* **Tareas del ejercicio**
[1] En el fragmento sobre la soberbia, vuelve a escribir el trozo desde "El soberbio se" hasta "su progresiva demencia." y sustituye "pulso" por "paso".
[2] Responde según el fragmento sobre la soberbia:
(a) ¿Entre quiénes es el soberbio todavía más común que entre los jóvenes?
(b) ¿Qué clase de mal es la soberbia?
(c) ¿A qué rey se parece todo viejo soberbio?
**** Fragmento del texto ****
El soberbio se da en todos los estados y en todas las edades, aunque suele ser más común entre los jóvenes y mucho más aún entre los poderosos. La soberbia es, sin duda alguna, un mal de altura que se manifiesta cuando uno está en la plenitud de sus poderes. Hay muchos viejos soberbios, naturalmente, aunque hay que decir que los ataques de ira, las inconcebibles exigencias y la desdeñosa altivez van adquiriendo un sesgo cada vez más patético a medida que el cuerpo se acartona, el pulso se hace temblón y la voz se aflauta en un ridículo falsete. Todo viejo soberbio tiene algo de rey Lear, aunque casi siempre sin su destino trágico, sin su melena blanca ni un fiel súbdito a su lado para acompañarlo por los vericuetos de su progresiva demencia.
**** Extracto de datos ****
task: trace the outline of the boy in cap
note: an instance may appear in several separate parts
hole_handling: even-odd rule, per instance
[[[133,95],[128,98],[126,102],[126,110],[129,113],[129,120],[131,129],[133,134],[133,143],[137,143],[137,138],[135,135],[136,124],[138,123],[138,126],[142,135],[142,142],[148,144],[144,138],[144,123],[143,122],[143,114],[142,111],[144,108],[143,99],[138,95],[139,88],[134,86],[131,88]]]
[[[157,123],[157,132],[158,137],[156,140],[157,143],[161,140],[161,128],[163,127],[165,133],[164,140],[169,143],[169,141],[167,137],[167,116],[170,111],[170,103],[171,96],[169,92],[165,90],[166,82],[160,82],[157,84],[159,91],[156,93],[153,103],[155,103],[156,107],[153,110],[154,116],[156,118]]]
****
* **Respuestas escritas**
[1]
El soberbio se da en todos los estados y en todas las edades, aunque suele ser más común entre los jóvenes y mucho más aún entre los poderosos. La soberbia es, sin duda alguna, un mal de altura que se manifiesta cuando uno está en la plenitud de sus poderes. Hay muchos viejos soberbios, naturalmente, aunque hay que decir que los ataques de ira, las inconcebibles exigencias y la desdeñosa altivez van adquiriendo un sesgo cada vez más patético a medida que el cuerpo se acartona, el paso se hace temblón y la voz se aflauta en un ridículo falsete. Todo viejo soberbio tiene algo de rey Lear, aunque casi siempre sin su destino trágico, sin su melena blanca ni un fiel súbdito a su lado para acompañarlo por los vericuetos de su progresiva demencia.

[2]
(a) Entre los poderosos.
(b) Un mal de altura.
(c) Al rey Lear.